* **DATASET CONTENT**

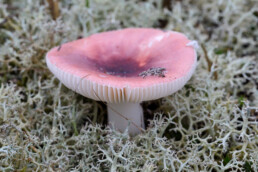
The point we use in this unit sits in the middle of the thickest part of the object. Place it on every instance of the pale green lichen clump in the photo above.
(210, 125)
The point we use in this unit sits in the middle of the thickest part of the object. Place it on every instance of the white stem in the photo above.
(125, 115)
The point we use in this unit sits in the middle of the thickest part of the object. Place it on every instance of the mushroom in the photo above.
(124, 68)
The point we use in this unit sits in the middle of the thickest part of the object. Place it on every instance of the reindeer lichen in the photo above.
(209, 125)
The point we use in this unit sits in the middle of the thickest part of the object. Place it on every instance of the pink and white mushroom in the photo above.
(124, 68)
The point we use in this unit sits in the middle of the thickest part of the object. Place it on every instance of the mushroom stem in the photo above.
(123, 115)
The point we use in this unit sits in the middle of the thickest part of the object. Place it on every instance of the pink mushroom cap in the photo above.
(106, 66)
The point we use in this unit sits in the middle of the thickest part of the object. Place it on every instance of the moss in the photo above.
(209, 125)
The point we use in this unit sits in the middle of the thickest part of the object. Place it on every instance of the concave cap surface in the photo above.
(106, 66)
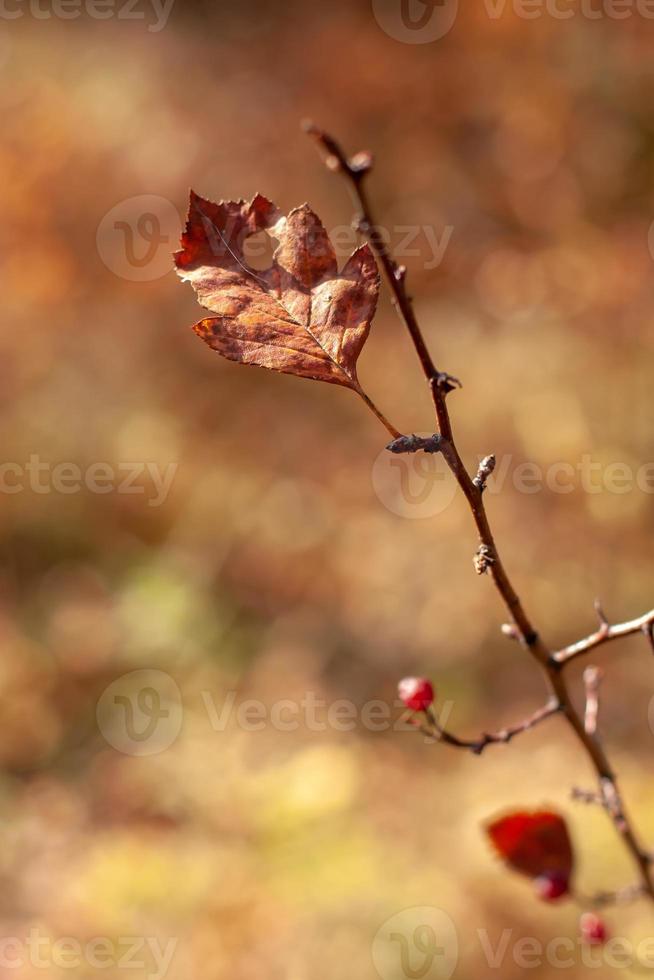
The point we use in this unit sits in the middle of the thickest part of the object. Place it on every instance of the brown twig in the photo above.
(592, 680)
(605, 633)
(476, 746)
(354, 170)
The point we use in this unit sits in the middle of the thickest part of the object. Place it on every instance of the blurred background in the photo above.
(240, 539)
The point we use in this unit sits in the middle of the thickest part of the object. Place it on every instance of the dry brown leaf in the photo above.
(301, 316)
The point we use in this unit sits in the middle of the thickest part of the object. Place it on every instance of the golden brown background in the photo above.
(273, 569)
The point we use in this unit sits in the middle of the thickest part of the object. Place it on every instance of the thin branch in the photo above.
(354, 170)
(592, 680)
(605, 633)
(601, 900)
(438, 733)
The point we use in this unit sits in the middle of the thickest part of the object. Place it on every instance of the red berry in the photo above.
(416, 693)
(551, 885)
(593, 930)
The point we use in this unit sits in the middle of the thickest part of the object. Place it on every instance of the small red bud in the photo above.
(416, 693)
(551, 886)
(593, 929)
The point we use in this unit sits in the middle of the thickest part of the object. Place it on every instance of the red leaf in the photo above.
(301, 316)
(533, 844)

* **WHAT TO PRODUCE**
Output the line containing "brown leaf in the photo above." and all lines after it to the end of the records, exactly as given.

* **RESPONSE**
The point we use in this unit sits in the middle of the thickest part of the object. Place it on every instance of the dry brown leaf in the photo above.
(301, 316)
The point we use in this unit sits in the middle of the thickest part of the object. Place it on every instance of the golden brown background in the photo above.
(273, 569)
The point we use in this unit sits in the middle of the thickest part of the object. Place it on every instance of the thin branch in the photo above.
(354, 170)
(592, 680)
(605, 633)
(601, 900)
(438, 733)
The point we use in this unit sits in the middle of the thickest part of the object. Place it on every instance of the red berry in the photo above.
(416, 693)
(551, 885)
(593, 930)
The point we use in this unit sits in the middle of the thickest part of the object. Place it on every instance of the small red bud in the photo above.
(416, 693)
(551, 886)
(593, 929)
The point we use in this unit sits in the middle of the thickest part of the object. Place it on every instance of the red leaf in the photo above.
(301, 316)
(533, 844)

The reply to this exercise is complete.